• [EXERCISE DIRECTIONS]: Could you write out the passage from the reflection on Lamentations below word for word, starting at "- When I sin" and ending after "a superficial level."?

• [EXCERPT]:

I recently was reading through Lamentations and came across this verse:
Why should a living man complain,
a man, about the punishment of his sins?
I pondered this for a while and came up with some thoughts using Lamentations 3:25-39, Romans 3:21-26, and Romans 6:15-23. The gist of the lesson boiled down to two main ideas:
- When I choose to sin, how can I possibly feel justified in complaining about the painful consequences of my reckless self-indulgence?
- When I sin and God allows me to continue in this life – though, justly, I should be struck dead – why am I motivated to rail against God rather than thanking Him for allowing the opportunity to humble myself and correct my life?
Why is God so full of wrath because I've decided to sin? God can have nothing to do with darkness/impurity/sin, so sin clearly separates God and I. I think that is more of a cause of heartbreak or disappointment to God than anger. The answer to where God's wrath comes from is the means by which propitiation is made – the blood of Jesus. Jesus had to die for my sins to be washed away and the relationship with God to be restored. When I sin, I declare the following to God: “I don't care about Jesus nor His sacrifice for me.” I think we all understand that at a superficial level.
I would not have been able to fully comprehend this until two and half years ago. That is when this little bit of pure joy came into my life. When Willow was born, a new way of looking at the world was revealed to me. I want nothing bad to happen to her. I know that she will have her scrapes and scratches and the scars to attest, but I want to do all that I can to take care of her because I love her so much. Even considering something harming her – let alone taking her life – makes me feel like I've just fallen off a cliff and brings tears to my eyes.
Imagine that this situation arose – you have some medical condition or something that no one is able to fix. You're going to lose your life if you don't find a remedy. Somehow, it is discovered that the only way for you to be cured is by something Willow can offer. In order for this to happen, though, Willow would have to die. This is stretching things, but imagine that I actually allow her to die for you. Try to appreciate the thought and turmoil that would have to go into that kind of decision.

• [DATASET EXCERPTS]:
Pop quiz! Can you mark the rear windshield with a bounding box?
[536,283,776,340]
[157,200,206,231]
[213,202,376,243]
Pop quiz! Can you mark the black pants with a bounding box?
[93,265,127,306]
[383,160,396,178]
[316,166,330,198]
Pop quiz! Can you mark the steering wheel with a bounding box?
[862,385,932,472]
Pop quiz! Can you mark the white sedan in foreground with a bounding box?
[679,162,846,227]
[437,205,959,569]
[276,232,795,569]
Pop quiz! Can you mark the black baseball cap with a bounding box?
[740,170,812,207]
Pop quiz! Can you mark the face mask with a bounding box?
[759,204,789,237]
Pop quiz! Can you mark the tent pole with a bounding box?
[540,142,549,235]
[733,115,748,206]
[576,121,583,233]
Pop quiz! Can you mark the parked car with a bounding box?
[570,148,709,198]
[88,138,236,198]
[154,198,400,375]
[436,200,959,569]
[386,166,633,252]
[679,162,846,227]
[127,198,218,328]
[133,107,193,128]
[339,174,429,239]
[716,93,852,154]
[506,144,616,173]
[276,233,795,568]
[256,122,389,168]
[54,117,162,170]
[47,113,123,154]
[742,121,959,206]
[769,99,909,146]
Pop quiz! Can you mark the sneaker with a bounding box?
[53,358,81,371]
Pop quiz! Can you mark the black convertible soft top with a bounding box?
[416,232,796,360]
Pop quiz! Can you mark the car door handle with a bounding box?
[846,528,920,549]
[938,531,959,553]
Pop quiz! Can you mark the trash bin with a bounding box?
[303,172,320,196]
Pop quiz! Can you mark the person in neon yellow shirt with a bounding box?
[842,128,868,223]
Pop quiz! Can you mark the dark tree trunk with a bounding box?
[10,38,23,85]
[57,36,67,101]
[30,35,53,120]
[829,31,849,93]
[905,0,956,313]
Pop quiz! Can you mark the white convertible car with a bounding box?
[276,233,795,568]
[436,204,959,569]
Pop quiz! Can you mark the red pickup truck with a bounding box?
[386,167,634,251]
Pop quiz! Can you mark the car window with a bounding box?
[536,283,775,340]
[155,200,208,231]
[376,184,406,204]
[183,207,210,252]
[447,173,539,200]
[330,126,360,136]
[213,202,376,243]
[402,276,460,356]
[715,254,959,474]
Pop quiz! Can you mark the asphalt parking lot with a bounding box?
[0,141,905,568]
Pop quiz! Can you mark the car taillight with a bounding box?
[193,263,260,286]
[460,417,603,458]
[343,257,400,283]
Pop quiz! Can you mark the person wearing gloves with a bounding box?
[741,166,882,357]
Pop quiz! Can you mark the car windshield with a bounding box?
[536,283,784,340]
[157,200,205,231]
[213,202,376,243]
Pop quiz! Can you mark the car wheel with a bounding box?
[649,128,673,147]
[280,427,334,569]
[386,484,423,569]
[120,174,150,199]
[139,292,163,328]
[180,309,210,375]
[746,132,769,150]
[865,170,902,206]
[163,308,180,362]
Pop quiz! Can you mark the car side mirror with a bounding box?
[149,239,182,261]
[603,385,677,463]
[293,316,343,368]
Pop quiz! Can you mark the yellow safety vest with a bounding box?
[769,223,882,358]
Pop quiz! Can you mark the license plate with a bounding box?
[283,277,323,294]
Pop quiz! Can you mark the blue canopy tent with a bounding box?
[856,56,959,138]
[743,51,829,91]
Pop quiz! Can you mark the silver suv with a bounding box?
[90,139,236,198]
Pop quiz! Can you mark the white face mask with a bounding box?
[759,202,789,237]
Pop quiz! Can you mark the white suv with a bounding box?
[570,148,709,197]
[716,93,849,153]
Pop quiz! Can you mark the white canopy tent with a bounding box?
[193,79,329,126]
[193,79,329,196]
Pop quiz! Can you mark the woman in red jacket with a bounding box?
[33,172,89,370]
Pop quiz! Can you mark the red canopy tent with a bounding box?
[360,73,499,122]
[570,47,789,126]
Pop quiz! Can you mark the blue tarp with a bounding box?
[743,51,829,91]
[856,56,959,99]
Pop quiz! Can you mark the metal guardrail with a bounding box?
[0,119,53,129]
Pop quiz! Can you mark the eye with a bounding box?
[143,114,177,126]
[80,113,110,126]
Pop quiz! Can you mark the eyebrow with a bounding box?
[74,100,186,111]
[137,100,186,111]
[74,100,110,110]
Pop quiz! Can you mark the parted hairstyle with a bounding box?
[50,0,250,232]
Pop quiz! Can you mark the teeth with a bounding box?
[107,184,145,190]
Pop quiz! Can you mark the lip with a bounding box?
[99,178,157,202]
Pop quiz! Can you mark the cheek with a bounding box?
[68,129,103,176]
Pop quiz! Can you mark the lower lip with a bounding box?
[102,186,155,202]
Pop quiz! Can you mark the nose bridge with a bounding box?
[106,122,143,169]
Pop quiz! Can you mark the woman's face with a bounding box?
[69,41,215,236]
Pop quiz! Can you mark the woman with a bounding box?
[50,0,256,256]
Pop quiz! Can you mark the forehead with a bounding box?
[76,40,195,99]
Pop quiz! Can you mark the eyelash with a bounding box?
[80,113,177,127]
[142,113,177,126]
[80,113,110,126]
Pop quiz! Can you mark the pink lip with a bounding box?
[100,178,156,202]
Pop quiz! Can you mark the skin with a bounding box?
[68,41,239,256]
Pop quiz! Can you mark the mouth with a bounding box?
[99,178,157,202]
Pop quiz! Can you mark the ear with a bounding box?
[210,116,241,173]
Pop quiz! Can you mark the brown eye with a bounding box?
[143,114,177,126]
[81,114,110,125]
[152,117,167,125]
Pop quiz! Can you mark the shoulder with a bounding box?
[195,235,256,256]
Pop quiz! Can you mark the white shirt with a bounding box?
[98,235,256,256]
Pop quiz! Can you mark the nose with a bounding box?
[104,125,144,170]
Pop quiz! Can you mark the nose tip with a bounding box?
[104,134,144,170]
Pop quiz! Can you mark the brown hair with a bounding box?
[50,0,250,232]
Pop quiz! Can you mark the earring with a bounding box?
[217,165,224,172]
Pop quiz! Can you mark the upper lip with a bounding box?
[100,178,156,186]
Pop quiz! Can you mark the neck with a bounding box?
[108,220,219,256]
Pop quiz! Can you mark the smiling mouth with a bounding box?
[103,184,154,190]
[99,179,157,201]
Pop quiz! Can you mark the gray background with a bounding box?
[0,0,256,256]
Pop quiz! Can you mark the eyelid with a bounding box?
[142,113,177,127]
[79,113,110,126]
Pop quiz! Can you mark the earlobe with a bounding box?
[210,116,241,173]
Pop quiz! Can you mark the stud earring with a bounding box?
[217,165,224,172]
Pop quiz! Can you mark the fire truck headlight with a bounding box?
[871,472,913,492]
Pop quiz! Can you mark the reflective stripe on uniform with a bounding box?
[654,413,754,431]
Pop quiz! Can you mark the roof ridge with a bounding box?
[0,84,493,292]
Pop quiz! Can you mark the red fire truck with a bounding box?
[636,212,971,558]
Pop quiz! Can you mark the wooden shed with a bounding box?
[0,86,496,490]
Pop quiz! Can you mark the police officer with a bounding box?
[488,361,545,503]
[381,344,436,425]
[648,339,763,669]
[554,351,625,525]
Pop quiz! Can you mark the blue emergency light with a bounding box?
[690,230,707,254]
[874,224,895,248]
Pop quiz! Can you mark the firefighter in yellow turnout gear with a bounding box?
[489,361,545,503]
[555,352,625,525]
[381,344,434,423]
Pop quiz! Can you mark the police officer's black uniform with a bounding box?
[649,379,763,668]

• [SOLUTION TO THE EXERCISE]:
- When I sin and God allows me to continue in this life – though, justly, I should be struck dead – why am I motivated to rail against God rather than thanking Him for allowing the opportunity to humble myself and correct my life?
Why is God so full of wrath because I've decided to sin? God can have nothing to do with darkness/impurity/sin, so sin clearly separates God and I. I think that is more of a cause of heartbreak or disappointment to God than anger. The answer to where God's wrath comes from is the means by which propitiation is made – the blood of Jesus. Jesus had to die for my sins to be washed away and the relationship with God to be restored. When I sin, I declare the following to God: “I don't care about Jesus nor His sacrifice for me.” I think we all understand that at a superficial level.